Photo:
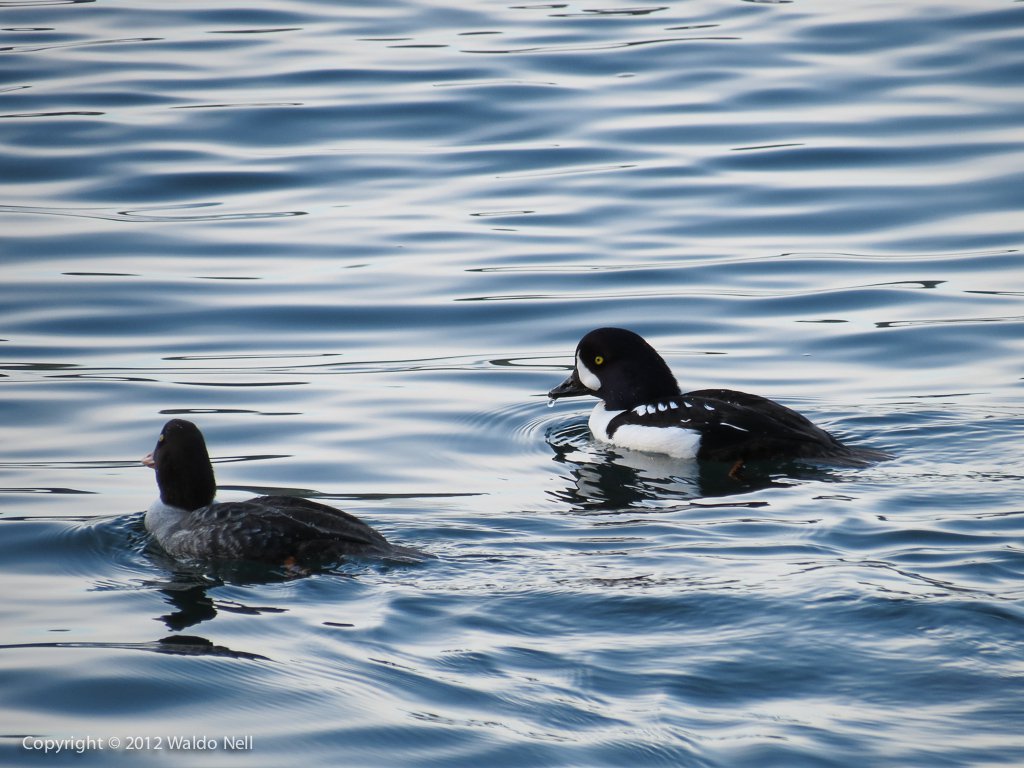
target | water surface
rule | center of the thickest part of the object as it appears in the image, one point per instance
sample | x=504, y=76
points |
x=356, y=246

> _THE TASK_: Please retype every entry above line for line, with no changes, leaving out the pictures.

> _TASK ANSWER_:
Photo:
target | water surface
rule | center of the thickest part of the object as it appears in the image, one point per instance
sample | x=504, y=76
points |
x=356, y=246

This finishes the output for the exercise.